§ 課題:
- A) 本文を読み、次の問いにそれぞれ答えなさい。
(i) 新竹で名産の干し柿やビーフンに吹きつけるからっ風は、何と呼ばれているか。
(ii) 恒春で昔から多かったと本文にあるのは、どのような人か。
(iii) 花蟹は日本では何という名で呼ばれているか。
- B) 本文から、「10月に入ると東北から吹き始」という語句を含むところで書き始め、「びにおいで」と連絡をくれる。」という語句のあとで止めて、その間の部分を一字も変えずに出力しなさい。
---------- 本文
旅に効く、台湾ごよみは、季節の暦(二十四節気)に準じて、暮らしにとけこんだ行事や風習などを現地在住の作家・栖来すみきひかりさんが紹介。より彩り豊かな台湾の旅へと誘います。最終回となる今回は、台湾と日本の複雑な歴史を紐解きつつ、レインボーカラーの旗のもとに集うプライドパレードの背景と希望について綴っていただきました。

ザビエルが見た十字架を背負うカニ

10月に入ると東北から吹き始める季節風「東北風タンパッホン」は、台湾各地にさまざまな気象をもたらす。北西部の新竹では「九降風カウカンホン」と呼ばれるからっ風が名産の干し柿やビーフンに吹きつける。台湾最南端の屏東恒春では、「落山風ルオスァンホン」という強い風が吹き始める。3~4千メートル級の中央山脈から、季節風が滑り台を降りるようにやってくるのだ。あまりに強い風のため、恒春では昔から目を病む人が多かったという。

海上を渡ってきた東北風は湿り気を帯び、基隆にじとじととした「基隆雨ケエランホオ」を連れて来る。ワタリガニのシーズンも到来し、基隆の友人が「そろそろ蟹の美味しい季節だよ!基隆に遊びにおいで」と連絡をくれる。

特に知られているのが「花蟹」、歌舞伎や京劇の隈取りを施したような柄の蟹で、日本ではシマイシガニという。特に甲羅のまん中に十字があるのが特徴で、十字蟹、キリスト蟹と呼ぶ地域もあるらしい。実はこの蟹の十字にはこんな逸話がある。
--------------------
---------- 与えられた情報
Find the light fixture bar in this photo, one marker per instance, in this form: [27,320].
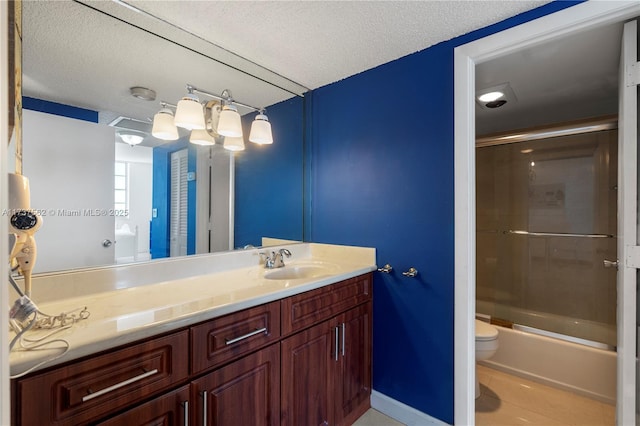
--------------------
§ 各課題の解答:
- A)
(i) 九降風(カウカンホン)
(ii) 目を病む人
(iii) シマイシガニ

- B)
10月に入ると東北から吹き始める季節風「東北風タンパッホン」は、台湾各地にさまざまな気象をもたらす。北西部の新竹では「九降風カウカンホン」と呼ばれるからっ風が名産の干し柿やビーフンに吹きつける。台湾最南端の屏東恒春では、「落山風ルオスァンホン」という強い風が吹き始める。3~4千メートル級の中央山脈から、季節風が滑り台を降りるようにやってくるのだ。あまりに強い風のため、恒春では昔から目を病む人が多かったという。

海上を渡ってきた東北風は湿り気を帯び、基隆にじとじととした「基隆雨ケエランホオ」を連れて来る。ワタリガニのシーズンも到来し、基隆の友人が「そろそろ蟹の美味しい季節だよ!基隆に遊びにおいで」と連絡をくれる。